| WORK REQUIRED |
Pull out every line of the records that contains the string "baseboard", matching case exactly.

---------- STORED RECORDS ----------

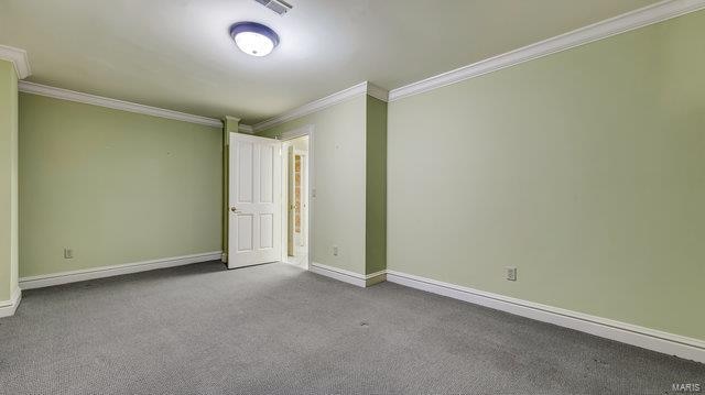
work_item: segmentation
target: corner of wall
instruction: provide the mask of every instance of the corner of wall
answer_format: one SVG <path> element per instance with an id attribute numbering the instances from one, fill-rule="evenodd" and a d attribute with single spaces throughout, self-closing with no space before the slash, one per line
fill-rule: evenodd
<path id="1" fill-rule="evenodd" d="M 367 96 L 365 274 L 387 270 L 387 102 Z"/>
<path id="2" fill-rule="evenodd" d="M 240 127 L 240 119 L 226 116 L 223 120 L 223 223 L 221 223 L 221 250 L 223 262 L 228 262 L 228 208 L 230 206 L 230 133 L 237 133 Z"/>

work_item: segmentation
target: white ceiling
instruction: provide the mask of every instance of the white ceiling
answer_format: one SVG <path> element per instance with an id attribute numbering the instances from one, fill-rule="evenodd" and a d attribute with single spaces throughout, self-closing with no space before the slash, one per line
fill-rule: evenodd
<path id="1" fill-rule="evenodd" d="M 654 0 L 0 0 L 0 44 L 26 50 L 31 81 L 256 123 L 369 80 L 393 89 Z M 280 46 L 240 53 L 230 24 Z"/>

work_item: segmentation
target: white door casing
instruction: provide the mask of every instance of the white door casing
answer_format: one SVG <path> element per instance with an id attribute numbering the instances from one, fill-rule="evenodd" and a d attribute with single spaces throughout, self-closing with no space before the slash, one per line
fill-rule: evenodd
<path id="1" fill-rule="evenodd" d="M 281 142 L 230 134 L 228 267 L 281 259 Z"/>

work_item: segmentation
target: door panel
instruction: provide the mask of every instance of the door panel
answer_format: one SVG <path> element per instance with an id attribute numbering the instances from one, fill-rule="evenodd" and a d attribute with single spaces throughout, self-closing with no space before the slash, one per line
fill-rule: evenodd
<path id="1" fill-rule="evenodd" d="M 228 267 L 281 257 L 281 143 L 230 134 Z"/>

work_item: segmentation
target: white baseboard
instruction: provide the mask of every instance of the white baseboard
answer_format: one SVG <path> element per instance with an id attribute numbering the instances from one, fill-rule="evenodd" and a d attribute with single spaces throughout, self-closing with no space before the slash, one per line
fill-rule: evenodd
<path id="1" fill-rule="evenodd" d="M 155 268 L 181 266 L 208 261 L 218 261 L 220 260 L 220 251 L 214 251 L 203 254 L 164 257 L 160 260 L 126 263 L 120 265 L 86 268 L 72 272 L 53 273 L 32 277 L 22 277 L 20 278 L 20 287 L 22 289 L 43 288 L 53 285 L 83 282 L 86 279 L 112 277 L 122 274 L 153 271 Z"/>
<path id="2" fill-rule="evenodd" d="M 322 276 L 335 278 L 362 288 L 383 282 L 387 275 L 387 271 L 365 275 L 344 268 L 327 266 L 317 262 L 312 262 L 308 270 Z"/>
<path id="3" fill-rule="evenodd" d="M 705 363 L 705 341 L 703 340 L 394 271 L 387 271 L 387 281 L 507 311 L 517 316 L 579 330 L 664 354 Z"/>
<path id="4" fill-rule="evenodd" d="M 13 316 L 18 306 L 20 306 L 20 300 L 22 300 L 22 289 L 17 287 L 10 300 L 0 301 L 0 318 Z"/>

----------

| EXERCISE RESPONSE |
target: white baseboard
instruction: provide the mask of every instance of the white baseboard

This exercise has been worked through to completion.